WHAT NEEDS TO BE DONE: Please repeat each of the records that follow, exactly as written.

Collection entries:
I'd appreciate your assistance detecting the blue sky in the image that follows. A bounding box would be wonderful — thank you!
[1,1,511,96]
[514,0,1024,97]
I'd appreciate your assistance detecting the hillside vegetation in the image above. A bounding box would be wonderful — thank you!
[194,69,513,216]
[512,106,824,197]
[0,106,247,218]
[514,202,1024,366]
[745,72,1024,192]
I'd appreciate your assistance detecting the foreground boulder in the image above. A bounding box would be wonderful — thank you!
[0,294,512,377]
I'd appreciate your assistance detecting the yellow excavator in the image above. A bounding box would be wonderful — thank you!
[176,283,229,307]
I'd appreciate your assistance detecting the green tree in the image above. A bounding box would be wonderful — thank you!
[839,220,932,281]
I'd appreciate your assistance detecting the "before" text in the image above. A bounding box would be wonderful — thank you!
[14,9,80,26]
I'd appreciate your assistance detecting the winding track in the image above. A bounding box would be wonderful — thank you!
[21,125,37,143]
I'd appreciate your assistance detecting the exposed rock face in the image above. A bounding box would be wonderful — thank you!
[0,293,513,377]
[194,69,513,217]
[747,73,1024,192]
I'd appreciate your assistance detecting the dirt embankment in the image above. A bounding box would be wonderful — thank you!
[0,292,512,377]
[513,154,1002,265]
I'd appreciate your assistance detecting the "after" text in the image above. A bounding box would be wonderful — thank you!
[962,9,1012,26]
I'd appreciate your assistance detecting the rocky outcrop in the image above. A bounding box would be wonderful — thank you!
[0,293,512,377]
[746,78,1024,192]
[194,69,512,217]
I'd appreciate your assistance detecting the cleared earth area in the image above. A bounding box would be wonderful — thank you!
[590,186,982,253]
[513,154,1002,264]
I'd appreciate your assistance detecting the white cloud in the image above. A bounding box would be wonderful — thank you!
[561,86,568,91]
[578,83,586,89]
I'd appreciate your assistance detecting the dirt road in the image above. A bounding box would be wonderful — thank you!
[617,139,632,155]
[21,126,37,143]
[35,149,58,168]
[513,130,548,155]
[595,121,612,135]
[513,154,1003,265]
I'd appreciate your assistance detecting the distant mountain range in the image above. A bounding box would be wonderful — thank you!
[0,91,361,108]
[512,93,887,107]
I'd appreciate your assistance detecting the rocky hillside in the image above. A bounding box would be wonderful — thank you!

ANSWER:
I'd appreciate your assistance detecting the blue sky in the image that follows. A bounding box would be wonderful — thank you!
[1,1,511,96]
[514,0,1024,97]
I'd appreciate your assistance detecting the hillside vegetation in the image above. A bounding box would be wonderful — thank you!
[194,69,513,216]
[512,106,824,197]
[0,106,247,218]
[514,202,1024,366]
[745,72,1024,192]
I'd appreciate your assistance detecting the foreground boulder in the image above. A bounding box would be wonderful — thank you!
[0,294,512,377]
I'd appreciate your assistance detecting the yellow excavator in the image above. A bounding box would be wonderful — thank you!
[176,283,229,307]
I'd appreciate your assistance detecting the green tree in the image above. A bounding box would be wonderful — thank you!
[839,220,932,281]
I'd appreciate your assistance detecting the "before" text in the image above. A bounding box would be wonderful — thank you!
[14,9,80,26]
I'd appreciate your assistance detecting the winding track in the image above. A bounding box would be wonderful — thank you!
[21,125,37,143]
I'd appreciate your assistance detecting the exposed rock face in the image above. A bounding box would be wonderful — thank you!
[0,293,513,377]
[194,69,513,217]
[747,73,1024,192]
I'd appreciate your assistance detecting the dirt embankment in the image above. A bounding box would be wonderful — thank you!
[0,292,512,377]
[513,154,1002,265]
I'd appreciate your assistance detecting the "after" text in the image above. A bounding box would be wonderful — thank you!
[962,9,1012,26]
I'd appreciate your assistance detecting the rocky outcrop in the image above. A bounding box would be wonderful — thank you!
[0,293,512,377]
[746,78,1024,192]
[194,69,512,217]
I'd appreciate your assistance detecting the cleared earth area in the image above. A bounding box would be wonderful — thank you!
[590,186,982,253]
[513,154,1002,264]
I'd appreciate your assistance detecting the white cloud in the image above. A bounding box would be wonderful — thank you!
[561,86,568,91]
[578,83,586,89]
I'd appreciate your assistance detecting the dirt road in the image above. A bounding box would be wonderful — thank you!
[617,139,632,155]
[21,126,37,143]
[35,149,58,168]
[513,130,548,155]
[595,121,612,135]
[513,154,1003,265]
I'd appreciate your assistance detecting the distant mountain range in the image above. A bounding box would be wonderful — thank you!
[0,91,361,108]
[512,93,887,107]
I'd appreciate your assistance detecting the rocky hillside in the image above. A bounding box would be wonderful — thank you!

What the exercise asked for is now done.